#### [記事抜粋]
········

これからも前向きに 名大社会長ブログ

カテゴリ「本を読む 映画を観る」の記事一覧:

憧れを超えた侍たち 世界一への記録

映画館で観たかったが、タイミングが合わず見逃した作品。
嬉しいことにAmazonプライムで公開されたので、早々に観ることができた。
素直に感動。
スポーツの醍醐味を味わうことができた今回のWBC。

最近、野球を見ることは少なかった。
地元ドラゴンズの不甲斐なさもあるが、野球場に行くことも、TV観戦もない。
せいぜいスポーツニュースを見て、落胆する程度。
自分の中で盛り上がりはなかった。

しかし、このWBCは違った。
日を追うごとにゾクゾク、ワクワクしていい緊張感が体を覆った。
ほとんど見ることのなかった中継も、
時間の都合がつけばスマホなど横道に逸れることなく集中した。

負けたらその場で終了のトーナメントは面白い。
誰しもそうだと思うが、二転三転した準決勝は抜群に面白かった。
何度も見ている映像も飽きることはない。
その度に感動してしまう自分の単純さを嘆きながらも、喜んでしまう。
もちろん決勝も・・・。

それをまとめ上げた今回のドキュメンタリー。
栗山監督の発言や行動を中心にチーム作りが明らかになっていく。
野球ファンだけでなく、経営陣やリーダーも見た方がいいんだろうね。

選手の心模様も人間ぽっくていい。
佐々木投手は20歳そこそこ。
息子と同い年なので、いくら立派に見えても精神的な幼さは残る。
それが却って清々しい。

不振の村上選手も同様。
僕らは無責任に勝手なことをいうが、そのプレッシャーは本人しか分からない。
無責任な僕らが同じ立場なら一瞬にして消え去っていた。
スーパースターだって人間なんだ。
大谷翔平は違うかもしれないけど(笑)。

その人間らしさを感じることができたのもこのドキュメンタリー。
同じプロ同士でも若手はダルビッシュに緊張するし、
大勢のファンが囲む姿を選手はバスから撮影するし。
バッテリーの何気ない会話も普段の番組では見ることができない。

栗山監督はこれで無職というが、講演なんかは引っ張りだこだろう。
そうそう、一昨日、北海道で開催された全就研の講演も栗山監督。

········

#### [保存データ]
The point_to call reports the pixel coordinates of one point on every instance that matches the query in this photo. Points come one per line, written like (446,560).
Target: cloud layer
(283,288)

········

#### [やること]
1. この作品を映画館ではなくAmazonプライムで観ることになったいきさつを、記事の内容にそって1〜3文で説明してください。
2. 記事によると、一昨日北海道で開かれた全就研の講演をしたのは誰ですか。
答えは記事に書いてあることだけを使って出してください。

#### [答え一覧]
1. 映画館で観たかったものの、タイミングが合わずに見逃してしまいました。その後Amazonプライムで公開されたので、早々に観ることができました。

2. 栗山監督です。